** Task to carry out **
Print, in exact form, the lines below from the one containing "Diagnostic imaging module: highlight the dark" through the one containing "Diagnostic imaging module: highlight the white snow", and omit all others.

:: Data excerpts ::

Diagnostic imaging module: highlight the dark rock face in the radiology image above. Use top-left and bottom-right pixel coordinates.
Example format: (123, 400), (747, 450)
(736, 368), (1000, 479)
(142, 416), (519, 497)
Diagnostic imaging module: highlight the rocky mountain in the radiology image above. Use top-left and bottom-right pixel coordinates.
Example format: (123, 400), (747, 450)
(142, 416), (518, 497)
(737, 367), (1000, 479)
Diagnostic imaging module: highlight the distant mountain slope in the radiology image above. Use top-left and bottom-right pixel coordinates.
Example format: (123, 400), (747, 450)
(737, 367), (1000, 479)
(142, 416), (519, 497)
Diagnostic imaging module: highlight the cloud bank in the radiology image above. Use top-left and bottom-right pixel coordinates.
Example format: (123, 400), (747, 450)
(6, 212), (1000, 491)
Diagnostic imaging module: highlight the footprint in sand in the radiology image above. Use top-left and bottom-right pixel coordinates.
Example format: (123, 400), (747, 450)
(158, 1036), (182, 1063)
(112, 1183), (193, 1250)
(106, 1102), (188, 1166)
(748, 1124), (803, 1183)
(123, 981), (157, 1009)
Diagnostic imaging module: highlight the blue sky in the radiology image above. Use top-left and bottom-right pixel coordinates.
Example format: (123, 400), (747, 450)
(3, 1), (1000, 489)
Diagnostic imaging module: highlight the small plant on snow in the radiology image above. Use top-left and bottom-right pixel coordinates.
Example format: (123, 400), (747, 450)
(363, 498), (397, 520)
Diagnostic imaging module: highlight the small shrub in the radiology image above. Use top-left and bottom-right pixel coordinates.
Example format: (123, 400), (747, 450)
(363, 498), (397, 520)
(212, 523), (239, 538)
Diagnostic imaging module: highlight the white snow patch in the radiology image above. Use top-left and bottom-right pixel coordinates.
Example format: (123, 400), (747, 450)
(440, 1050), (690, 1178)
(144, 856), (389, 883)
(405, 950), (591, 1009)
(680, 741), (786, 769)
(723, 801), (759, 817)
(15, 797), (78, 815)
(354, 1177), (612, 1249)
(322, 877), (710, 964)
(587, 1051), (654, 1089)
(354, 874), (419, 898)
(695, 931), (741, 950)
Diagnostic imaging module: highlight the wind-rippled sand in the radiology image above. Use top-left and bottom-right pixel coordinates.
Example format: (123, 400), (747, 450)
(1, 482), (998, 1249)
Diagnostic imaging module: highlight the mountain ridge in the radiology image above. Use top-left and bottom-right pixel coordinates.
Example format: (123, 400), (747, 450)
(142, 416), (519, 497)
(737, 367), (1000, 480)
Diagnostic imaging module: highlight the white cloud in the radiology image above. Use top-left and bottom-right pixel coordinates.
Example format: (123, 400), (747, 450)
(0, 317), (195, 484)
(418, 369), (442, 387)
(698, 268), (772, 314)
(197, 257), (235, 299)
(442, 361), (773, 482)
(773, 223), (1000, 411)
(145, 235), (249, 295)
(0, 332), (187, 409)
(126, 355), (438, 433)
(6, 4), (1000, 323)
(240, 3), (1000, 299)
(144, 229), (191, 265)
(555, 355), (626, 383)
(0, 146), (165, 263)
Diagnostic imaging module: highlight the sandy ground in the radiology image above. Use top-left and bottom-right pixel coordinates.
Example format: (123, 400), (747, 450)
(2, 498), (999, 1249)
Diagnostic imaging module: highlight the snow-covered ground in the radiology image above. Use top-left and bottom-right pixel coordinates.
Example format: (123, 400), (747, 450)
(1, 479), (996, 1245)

:::
:: Data excerpts ::

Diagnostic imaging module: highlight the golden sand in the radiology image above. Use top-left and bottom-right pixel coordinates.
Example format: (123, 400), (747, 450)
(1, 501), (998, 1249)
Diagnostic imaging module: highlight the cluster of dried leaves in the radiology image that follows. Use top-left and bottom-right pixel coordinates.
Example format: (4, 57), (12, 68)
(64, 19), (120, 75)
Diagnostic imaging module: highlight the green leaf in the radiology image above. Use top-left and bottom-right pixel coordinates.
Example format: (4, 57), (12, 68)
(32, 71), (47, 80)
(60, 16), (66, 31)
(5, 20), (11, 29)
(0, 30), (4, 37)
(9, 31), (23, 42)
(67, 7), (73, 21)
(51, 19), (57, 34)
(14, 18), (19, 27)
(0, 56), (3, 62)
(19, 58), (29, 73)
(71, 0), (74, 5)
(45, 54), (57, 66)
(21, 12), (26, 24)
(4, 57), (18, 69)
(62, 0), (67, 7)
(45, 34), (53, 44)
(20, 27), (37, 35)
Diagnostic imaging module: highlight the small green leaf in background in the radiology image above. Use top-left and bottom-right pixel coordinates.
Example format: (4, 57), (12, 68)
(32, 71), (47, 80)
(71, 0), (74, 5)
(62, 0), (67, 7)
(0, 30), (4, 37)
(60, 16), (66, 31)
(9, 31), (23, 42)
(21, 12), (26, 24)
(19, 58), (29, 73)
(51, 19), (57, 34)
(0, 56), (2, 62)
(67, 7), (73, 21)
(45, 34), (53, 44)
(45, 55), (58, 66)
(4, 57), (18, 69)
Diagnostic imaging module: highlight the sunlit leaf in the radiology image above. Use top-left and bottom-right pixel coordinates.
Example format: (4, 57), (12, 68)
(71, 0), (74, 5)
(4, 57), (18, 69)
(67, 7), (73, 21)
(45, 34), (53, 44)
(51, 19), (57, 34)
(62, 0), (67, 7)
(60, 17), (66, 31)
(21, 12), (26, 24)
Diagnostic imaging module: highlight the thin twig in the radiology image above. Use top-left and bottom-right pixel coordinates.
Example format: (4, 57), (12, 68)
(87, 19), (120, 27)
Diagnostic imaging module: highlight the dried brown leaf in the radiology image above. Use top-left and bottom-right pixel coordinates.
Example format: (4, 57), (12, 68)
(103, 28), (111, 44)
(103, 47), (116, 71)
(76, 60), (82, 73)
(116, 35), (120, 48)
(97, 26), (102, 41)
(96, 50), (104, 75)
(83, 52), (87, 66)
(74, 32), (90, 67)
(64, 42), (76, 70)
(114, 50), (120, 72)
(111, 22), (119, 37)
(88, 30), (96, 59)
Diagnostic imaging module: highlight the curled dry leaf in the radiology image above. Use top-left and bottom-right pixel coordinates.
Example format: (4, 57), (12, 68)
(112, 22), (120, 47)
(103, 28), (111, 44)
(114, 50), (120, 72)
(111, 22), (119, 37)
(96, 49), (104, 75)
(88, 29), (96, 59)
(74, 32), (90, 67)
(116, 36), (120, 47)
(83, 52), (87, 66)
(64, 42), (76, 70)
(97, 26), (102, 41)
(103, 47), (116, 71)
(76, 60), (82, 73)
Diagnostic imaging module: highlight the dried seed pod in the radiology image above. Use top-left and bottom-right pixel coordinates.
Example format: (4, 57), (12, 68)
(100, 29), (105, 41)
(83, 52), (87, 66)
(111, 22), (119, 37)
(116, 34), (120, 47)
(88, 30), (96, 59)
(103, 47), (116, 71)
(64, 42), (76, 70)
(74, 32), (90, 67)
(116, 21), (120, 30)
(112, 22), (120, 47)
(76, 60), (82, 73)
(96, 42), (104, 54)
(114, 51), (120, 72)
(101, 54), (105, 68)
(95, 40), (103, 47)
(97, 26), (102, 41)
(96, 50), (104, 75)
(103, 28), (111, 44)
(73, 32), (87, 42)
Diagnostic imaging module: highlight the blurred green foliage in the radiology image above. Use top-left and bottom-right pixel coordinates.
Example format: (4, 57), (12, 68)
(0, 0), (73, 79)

:::

** Answer area **
Diagnostic imaging module: highlight the dark rock face in the radiology image above. Use top-left and bottom-right pixel coordinates.
Example format: (123, 400), (747, 450)
(736, 368), (1000, 479)
(142, 416), (519, 497)
Diagnostic imaging module: highlight the rocky mountain in the radiology image above. Use top-left and bottom-right pixel coordinates.
Example format: (123, 400), (747, 450)
(142, 416), (518, 497)
(737, 367), (1000, 479)
Diagnostic imaging module: highlight the distant mountain slope in the radiology image above. Use top-left and bottom-right pixel coordinates.
Example format: (123, 400), (747, 450)
(737, 367), (1000, 479)
(142, 416), (519, 497)
Diagnostic imaging module: highlight the cloud bank in the radiology image above. Use top-left and bottom-right pixel coordinates.
Example format: (123, 400), (747, 450)
(6, 212), (1000, 491)
Diagnostic imaging module: highlight the footprint in sand in the radiology image above. Use top-left and bottom-right pixel coordinates.
Example format: (123, 400), (747, 450)
(158, 1036), (182, 1063)
(112, 1183), (193, 1250)
(106, 1102), (188, 1166)
(748, 1124), (803, 1183)
(123, 981), (157, 1009)
Diagnostic imaging module: highlight the blue sky in the radiology image above. Use top-left and bottom-right pixel coordinates.
Example format: (123, 400), (747, 450)
(3, 1), (1000, 489)
Diagnostic imaging module: highlight the small plant on snow in the radiology image above. Use top-left and bottom-right pixel coordinates.
Example format: (123, 400), (747, 450)
(363, 498), (397, 520)
Diagnostic imaging module: highlight the small shrub in the radiology image above. Use top-left and bottom-right pixel coordinates.
Example format: (123, 400), (747, 450)
(363, 498), (397, 520)
(212, 523), (239, 538)
Diagnostic imaging module: highlight the white snow patch in the radiology image above. Use top-left and bottom-right pixel coordinates.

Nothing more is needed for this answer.